#### Rows from a dataset
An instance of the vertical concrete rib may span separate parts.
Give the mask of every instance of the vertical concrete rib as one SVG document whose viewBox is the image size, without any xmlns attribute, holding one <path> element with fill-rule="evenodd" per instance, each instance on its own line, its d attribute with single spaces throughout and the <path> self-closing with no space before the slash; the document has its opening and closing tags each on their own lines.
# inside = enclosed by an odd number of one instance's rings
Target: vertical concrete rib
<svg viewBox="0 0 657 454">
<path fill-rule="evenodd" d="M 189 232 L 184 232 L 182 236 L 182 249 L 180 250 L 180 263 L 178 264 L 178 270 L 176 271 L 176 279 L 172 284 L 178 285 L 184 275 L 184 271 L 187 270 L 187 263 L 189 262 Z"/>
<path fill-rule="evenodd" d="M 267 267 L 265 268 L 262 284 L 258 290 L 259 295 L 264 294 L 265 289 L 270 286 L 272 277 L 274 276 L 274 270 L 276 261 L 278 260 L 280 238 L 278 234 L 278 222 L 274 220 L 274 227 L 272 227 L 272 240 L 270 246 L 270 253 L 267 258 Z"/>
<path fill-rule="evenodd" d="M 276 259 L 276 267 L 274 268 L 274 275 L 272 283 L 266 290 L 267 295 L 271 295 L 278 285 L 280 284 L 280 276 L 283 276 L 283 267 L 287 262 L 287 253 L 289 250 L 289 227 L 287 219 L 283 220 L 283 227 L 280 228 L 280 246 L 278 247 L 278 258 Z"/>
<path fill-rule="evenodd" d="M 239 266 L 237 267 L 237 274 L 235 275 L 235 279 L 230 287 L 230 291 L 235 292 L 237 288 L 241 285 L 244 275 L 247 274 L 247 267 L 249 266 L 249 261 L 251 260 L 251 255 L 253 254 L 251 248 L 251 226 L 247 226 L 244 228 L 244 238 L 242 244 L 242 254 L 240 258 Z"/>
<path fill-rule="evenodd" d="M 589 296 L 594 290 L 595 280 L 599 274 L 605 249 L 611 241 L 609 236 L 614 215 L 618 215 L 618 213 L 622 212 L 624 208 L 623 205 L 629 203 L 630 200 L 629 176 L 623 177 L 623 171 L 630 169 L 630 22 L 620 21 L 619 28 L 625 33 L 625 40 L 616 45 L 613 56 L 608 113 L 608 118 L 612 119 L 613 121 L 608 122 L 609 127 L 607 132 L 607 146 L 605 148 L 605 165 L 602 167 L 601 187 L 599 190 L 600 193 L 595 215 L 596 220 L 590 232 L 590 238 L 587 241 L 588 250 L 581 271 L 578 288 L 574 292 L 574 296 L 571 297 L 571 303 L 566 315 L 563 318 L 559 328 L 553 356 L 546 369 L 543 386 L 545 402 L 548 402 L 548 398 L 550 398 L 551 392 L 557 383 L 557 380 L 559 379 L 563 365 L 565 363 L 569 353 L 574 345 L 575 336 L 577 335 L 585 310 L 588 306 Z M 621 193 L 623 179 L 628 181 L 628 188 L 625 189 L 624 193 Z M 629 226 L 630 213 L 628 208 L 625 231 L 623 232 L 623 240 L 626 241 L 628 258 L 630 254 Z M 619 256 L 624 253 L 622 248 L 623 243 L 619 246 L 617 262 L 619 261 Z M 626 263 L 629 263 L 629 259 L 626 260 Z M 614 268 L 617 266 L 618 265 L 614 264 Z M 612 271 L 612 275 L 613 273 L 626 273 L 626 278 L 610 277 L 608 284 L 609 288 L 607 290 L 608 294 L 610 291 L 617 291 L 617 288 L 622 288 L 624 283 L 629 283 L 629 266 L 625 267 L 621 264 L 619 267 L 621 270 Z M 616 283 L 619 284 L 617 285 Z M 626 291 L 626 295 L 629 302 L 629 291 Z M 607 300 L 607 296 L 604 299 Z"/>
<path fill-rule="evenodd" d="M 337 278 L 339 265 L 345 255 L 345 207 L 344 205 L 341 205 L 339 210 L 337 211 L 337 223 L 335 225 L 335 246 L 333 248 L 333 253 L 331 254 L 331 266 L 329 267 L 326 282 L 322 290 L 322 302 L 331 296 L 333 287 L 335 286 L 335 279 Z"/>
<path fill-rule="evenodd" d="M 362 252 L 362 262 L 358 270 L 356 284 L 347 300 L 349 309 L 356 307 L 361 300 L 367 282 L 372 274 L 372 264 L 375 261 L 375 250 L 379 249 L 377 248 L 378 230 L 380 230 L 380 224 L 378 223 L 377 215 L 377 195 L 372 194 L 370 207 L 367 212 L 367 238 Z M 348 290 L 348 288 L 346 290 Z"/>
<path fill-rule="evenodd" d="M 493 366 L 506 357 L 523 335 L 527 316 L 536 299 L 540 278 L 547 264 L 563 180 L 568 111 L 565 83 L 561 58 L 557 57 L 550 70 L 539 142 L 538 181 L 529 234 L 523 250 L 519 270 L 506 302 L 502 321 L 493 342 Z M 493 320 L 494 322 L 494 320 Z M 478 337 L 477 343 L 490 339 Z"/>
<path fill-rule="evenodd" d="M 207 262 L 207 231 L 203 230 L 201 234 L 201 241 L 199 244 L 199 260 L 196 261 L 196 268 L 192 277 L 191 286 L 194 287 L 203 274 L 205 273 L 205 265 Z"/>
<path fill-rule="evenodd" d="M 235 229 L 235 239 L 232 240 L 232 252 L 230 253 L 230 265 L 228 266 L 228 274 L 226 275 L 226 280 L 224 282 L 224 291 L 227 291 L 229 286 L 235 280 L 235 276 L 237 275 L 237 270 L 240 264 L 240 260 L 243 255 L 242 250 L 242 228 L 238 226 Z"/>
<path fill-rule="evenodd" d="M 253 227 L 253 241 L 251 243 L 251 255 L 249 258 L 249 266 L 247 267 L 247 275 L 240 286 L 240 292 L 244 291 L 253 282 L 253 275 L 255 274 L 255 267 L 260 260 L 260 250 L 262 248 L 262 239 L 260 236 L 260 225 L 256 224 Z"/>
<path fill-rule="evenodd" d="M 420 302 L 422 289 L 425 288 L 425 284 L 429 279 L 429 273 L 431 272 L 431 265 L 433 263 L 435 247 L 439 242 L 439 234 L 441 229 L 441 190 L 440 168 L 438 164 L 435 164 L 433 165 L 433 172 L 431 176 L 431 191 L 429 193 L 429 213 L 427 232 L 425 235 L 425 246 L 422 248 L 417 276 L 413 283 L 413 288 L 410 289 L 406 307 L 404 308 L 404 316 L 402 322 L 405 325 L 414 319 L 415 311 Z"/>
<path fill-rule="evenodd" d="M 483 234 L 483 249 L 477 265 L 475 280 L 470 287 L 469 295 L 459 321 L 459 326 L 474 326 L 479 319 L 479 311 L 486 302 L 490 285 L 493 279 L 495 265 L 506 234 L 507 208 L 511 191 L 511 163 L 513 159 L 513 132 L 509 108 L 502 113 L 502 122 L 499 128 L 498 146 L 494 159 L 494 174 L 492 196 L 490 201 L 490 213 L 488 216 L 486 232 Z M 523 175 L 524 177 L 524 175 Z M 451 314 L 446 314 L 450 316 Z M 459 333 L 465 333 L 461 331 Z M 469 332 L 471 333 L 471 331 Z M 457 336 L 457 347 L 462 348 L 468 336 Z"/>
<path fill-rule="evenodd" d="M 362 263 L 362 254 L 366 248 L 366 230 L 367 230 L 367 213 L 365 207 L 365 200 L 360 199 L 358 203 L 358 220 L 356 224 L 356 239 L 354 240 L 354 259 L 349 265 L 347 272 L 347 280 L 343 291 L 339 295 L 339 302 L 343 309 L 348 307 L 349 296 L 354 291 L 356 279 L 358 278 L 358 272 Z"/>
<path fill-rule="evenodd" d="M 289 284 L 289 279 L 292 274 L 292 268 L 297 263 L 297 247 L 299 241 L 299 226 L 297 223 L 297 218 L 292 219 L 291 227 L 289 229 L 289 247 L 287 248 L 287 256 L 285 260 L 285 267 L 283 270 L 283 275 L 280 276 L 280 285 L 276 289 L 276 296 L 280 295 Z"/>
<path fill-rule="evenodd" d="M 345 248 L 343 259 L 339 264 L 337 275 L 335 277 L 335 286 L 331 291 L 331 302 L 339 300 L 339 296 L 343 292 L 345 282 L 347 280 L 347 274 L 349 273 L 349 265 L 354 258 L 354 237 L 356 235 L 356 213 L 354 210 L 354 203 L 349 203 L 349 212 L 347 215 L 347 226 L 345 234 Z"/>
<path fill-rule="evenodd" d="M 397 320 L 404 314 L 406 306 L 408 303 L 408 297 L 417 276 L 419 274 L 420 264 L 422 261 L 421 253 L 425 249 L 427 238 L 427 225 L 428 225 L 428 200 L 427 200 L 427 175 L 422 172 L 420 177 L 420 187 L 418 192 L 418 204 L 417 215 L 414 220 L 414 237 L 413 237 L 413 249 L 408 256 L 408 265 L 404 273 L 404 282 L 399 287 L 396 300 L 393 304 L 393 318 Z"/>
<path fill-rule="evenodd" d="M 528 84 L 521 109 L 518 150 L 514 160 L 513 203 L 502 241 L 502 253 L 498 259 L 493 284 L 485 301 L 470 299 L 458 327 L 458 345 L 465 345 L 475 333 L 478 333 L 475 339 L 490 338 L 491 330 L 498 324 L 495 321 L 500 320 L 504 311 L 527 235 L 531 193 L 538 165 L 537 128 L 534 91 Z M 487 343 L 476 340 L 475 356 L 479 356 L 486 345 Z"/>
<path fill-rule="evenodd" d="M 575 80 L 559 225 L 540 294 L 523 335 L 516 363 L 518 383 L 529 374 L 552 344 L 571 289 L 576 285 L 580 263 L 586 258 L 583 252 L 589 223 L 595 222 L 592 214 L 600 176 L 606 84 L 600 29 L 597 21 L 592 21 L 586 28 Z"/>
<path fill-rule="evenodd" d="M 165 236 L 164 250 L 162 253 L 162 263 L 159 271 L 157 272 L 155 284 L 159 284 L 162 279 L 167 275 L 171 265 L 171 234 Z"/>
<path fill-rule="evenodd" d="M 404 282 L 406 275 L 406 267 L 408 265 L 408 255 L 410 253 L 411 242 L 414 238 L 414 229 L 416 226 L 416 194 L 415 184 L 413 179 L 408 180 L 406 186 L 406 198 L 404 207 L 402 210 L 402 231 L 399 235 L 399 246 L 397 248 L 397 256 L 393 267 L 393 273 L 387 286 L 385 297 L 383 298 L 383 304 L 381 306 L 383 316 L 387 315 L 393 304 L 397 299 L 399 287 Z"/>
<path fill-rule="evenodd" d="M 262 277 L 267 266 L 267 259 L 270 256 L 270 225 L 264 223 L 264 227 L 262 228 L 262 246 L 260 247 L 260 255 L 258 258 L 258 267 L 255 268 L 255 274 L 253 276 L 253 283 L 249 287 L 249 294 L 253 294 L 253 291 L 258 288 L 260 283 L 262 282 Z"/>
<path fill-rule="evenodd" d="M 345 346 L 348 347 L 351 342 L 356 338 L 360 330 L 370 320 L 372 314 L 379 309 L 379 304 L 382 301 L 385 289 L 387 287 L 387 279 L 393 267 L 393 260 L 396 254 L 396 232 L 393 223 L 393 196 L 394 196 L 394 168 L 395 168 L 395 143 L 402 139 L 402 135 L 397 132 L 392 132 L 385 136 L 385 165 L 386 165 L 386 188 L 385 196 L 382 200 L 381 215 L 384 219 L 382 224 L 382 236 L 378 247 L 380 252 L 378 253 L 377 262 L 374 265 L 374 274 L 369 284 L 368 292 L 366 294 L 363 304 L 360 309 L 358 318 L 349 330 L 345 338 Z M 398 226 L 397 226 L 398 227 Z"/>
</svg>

#### Exercise objective
Rewrite the entries from their first line through the line containing "189 232 L 184", inclusive, and give back only those lines. Change every "vertical concrete rib" to "upright concrete fin" and keep everything else unchanged.

#### Written reply
An instance of the upright concrete fin may span separate parts.
Give the mask of every instance of the upright concrete fin as one SVG document whose viewBox is the image size, without any xmlns attribute, holding one <path> element with fill-rule="evenodd" per instance, each instance on its own line, its d attribute with single spaces throughout and the <path> self-closing with no space before the slash; the document has its opening and closing tags each on their own lines.
# inside = enclosed by an odd number of one instance's rings
Target: upright concrete fin
<svg viewBox="0 0 657 454">
<path fill-rule="evenodd" d="M 189 232 L 184 232 L 182 236 L 182 249 L 180 250 L 180 263 L 178 264 L 178 270 L 176 271 L 176 279 L 172 284 L 178 285 L 184 275 L 184 271 L 187 270 L 187 263 L 189 262 Z"/>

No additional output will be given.